- _Supplied passage_:
◇ ◇ ◇ ◇ ◇ ◇ ◇
When setting up your development environment, there are a lot of moving parts. So before we get into the setup let's start with an overview of what all the pieces are and why you need them. Here are the pieces that you will have set up by the end of this document:

  • The local Django application.
  • The local react application.
  • A Heroku app that serves as both a QA environment and as a gateway for working with Slack in your dev environment.
  • A Slack Workspace. Because it is impossible to adequately simulate Slack locally we have to set up our own workspace to interact with.
  • A local Django background_task runner.

Here is a simplified version of what you're about to set up: (This is mostly a placeholder image that we'll improve upon later.)

So why is this so complicated? Well, we are building a Slack bot and the only way to be sure that you are building the right thing is to actually interact with a real Slack workspace, thus you really need to set up your own Slack workspace for development and QA. The additional problem is that Slack requires you to set up 3 different hooks – URLs that that Slack will send messages, commands, and interactions too. How do you point that traffic to your laptop during development? One way is to expose your local ports on the internet via a tunneling service (ngrok, localtunnel, and friend) and then every time you want to develop, you re-point your Slack workspace to the new endpoints. This is cumbersome. Instead, we have set up a (clever/horrible) development passthrough so that your development Slack can be pointed permanently to your development Heroku application and the Heroku application can be easily instructed to pass through all traffic to your local development server. It's complicated to set up and understand, but after you've done it once, you don't have to think much about it any more. Additionally your Slack/Heroku setup serve as really great QA environments as exemplified in the deployment docs.
◇ ◇ ◇ ◇ ◇ ◇ ◇
- _Collected data_:
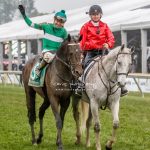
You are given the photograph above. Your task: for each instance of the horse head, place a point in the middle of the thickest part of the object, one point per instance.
(70, 54)
(123, 64)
◇ ◇ ◇ ◇ ◇ ◇ ◇
- _Problem set_:
(1) In the development setup overview, how many hooks does Slack require you to set up?
(2) Reproduce the part of the development setup overview starting with "When setting up" and going on through "your dev environment.".
The material that comes after the development setup overview stands apart from it.

- _Task-by-task solutions_:
(1) Three hooks: URLs that Slack sends messages, commands, and interactions to.

(2)
When setting up your development environment, there are a lot of moving parts. So before we get into the setup let's start with an overview of what all the pieces are and why you need them. Here are the pieces that you will have set up by the end of this document:

  • The local Django application.
  • The local react application.
  • A Heroku app that serves as both a QA environment and as a gateway for working with Slack in your dev environment.